**CONSIGNE DONNÉE A:** Recopie le passage de l'article sur les manifestations en Colombie compris entre « Depuis jeudi soir, le » et « atteint déjà 69 %. », inclus, en remplaçant « syndicats » par « collectifs ».

**PASSAGE FOURNI:**
━━━━━━━━━━━━━━━━━━━━
Depuis jeudi soir, le tintamarre des cacerolazos («concerts de casserole») ne faiblit pas en Colombie. Il a encore retenti samedi et dimanche, assourdissant ou rythmant les mobilisations sur un drôle de son tropical, accompagnant des chansons révolutionnaires ou l'hymne national, dansant ou colérique, réalisés par de petits groupes à un coin de rue ou rassemblant des centaines et des milliers de personnes sur les grandes places de toutes les grandes villes du pays. Il devrait repartir de plus belle ce lundi avec la nouvelle manifestation convoquée par les syndicats et les différentes composantes du mouvement social qui protestent en masse contre le gouvernement d'Iván Duque, au pouvoir depuis quinze mois et dont la cote d'impopularité atteint déjà 69 %.
━━━━━━━━━━━━━━━━━━━━
(Entrées tirées d'un jeu de données)
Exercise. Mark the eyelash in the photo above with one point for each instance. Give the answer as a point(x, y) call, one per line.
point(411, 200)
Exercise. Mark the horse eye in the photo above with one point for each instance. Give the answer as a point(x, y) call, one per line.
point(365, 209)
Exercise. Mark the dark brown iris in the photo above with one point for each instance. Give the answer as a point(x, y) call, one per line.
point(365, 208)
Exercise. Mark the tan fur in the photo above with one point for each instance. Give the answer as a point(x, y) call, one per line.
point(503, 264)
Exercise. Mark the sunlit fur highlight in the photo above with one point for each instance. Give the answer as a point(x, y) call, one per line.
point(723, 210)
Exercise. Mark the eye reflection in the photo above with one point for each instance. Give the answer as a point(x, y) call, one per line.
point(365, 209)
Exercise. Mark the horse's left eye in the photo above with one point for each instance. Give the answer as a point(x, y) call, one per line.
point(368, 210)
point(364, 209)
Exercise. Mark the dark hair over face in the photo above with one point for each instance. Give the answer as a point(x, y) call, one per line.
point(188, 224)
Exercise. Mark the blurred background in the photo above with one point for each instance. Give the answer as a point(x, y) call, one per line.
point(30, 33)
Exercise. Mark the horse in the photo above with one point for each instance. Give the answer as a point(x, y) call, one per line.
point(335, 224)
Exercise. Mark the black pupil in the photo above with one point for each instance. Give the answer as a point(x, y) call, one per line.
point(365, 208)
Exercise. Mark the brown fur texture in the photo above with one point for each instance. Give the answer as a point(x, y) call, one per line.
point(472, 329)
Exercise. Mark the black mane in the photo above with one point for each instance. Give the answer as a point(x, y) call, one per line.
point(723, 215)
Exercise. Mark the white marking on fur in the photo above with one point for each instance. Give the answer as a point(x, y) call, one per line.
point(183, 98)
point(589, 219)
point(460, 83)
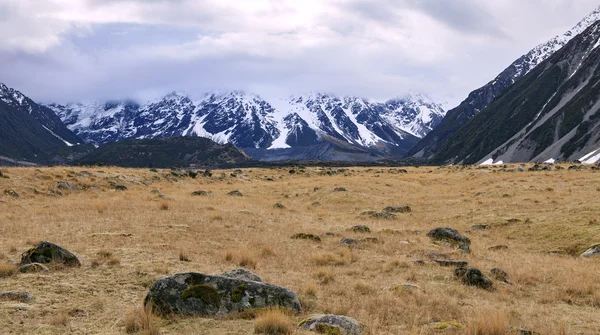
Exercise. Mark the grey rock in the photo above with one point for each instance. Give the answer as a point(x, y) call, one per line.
point(473, 277)
point(33, 267)
point(46, 252)
point(348, 241)
point(242, 274)
point(450, 263)
point(451, 236)
point(201, 193)
point(197, 294)
point(333, 324)
point(592, 251)
point(16, 296)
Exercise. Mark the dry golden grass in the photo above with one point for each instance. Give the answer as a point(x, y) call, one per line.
point(273, 322)
point(126, 242)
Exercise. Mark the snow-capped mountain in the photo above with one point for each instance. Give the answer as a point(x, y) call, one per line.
point(29, 131)
point(250, 122)
point(553, 113)
point(482, 97)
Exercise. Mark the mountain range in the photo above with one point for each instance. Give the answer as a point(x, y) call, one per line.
point(297, 127)
point(483, 96)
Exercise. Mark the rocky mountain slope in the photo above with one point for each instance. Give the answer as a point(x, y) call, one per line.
point(552, 113)
point(165, 153)
point(482, 97)
point(30, 132)
point(271, 130)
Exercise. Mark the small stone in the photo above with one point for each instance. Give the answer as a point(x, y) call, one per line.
point(242, 274)
point(360, 229)
point(449, 263)
point(16, 296)
point(201, 193)
point(33, 267)
point(473, 277)
point(120, 187)
point(332, 324)
point(348, 241)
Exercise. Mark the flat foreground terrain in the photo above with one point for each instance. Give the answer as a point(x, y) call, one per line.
point(126, 240)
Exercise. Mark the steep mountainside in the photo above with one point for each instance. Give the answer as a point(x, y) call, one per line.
point(552, 113)
point(28, 131)
point(166, 152)
point(267, 128)
point(480, 98)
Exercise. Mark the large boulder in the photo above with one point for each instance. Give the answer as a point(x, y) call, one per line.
point(473, 277)
point(450, 236)
point(197, 294)
point(333, 324)
point(46, 252)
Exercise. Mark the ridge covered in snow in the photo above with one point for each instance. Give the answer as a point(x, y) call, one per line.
point(249, 121)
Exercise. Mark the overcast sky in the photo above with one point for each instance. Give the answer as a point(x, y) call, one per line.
point(69, 50)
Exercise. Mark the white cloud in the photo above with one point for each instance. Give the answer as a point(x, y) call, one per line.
point(72, 49)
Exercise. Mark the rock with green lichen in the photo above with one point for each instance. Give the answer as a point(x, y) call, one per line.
point(450, 236)
point(332, 325)
point(197, 294)
point(242, 274)
point(46, 252)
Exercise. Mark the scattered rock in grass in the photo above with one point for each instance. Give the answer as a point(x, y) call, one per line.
point(63, 185)
point(11, 193)
point(450, 236)
point(46, 252)
point(384, 215)
point(16, 296)
point(332, 324)
point(33, 267)
point(592, 251)
point(201, 193)
point(499, 274)
point(348, 241)
point(304, 236)
point(360, 229)
point(197, 294)
point(398, 209)
point(498, 247)
point(242, 274)
point(473, 277)
point(451, 263)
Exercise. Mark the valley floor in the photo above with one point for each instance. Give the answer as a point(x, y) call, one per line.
point(127, 240)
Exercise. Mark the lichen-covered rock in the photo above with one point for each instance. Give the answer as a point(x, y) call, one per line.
━━━━━━━━━━━━━━━━━━━━
**CONSIGNE DONNÉE B:** Reproduis intégralement les entrées situées entre les lignes contenant « Exercise. Mark the small » et « point(126, 240) », incluses, et rien d'autre. Multiplie par 0,8 chaque coordonnée des points marqués et arrondis à l'entier le plus proche, les demis vers le haut, sans toucher aux nombres de l'exemple de format.

**RÉPONSE COMPLÈTE A:**
Depuis jeudi soir, le tintamarre des cacerolazos («concerts de casserole») ne faiblit pas en Colombie. Il a encore retenti samedi et dimanche, assourdissant ou rythmant les mobilisations sur un drôle de son tropical, accompagnant des chansons révolutionnaires ou l'hymne national, dansant ou colérique, réalisés par de petits groupes à un coin de rue ou rassemblant des centaines et des milliers de personnes sur les grandes places de toutes les grandes villes du pays. Il devrait repartir de plus belle ce lundi avec la nouvelle manifestation convoquée par les collectifs et les différentes composantes du mouvement social qui protestent en masse contre le gouvernement d'Iván Duque, au pouvoir depuis quinze mois et dont la cote d'impopularité atteint déjà 69 %.

**RÉPONSE COMPLÈTE B:**
Exercise. Mark the small stone in the photo above with one point for each instance. Give the answer as a point(x, y) call, one per line.
point(194, 219)
point(288, 183)
point(359, 210)
point(13, 237)
point(161, 154)
point(26, 214)
point(378, 222)
point(96, 150)
point(266, 259)
point(278, 193)
Exercise. Mark the flat foreground terrain in the photo above with one point for each instance. Give the answer as a point(x, y) call, one per line.
point(101, 192)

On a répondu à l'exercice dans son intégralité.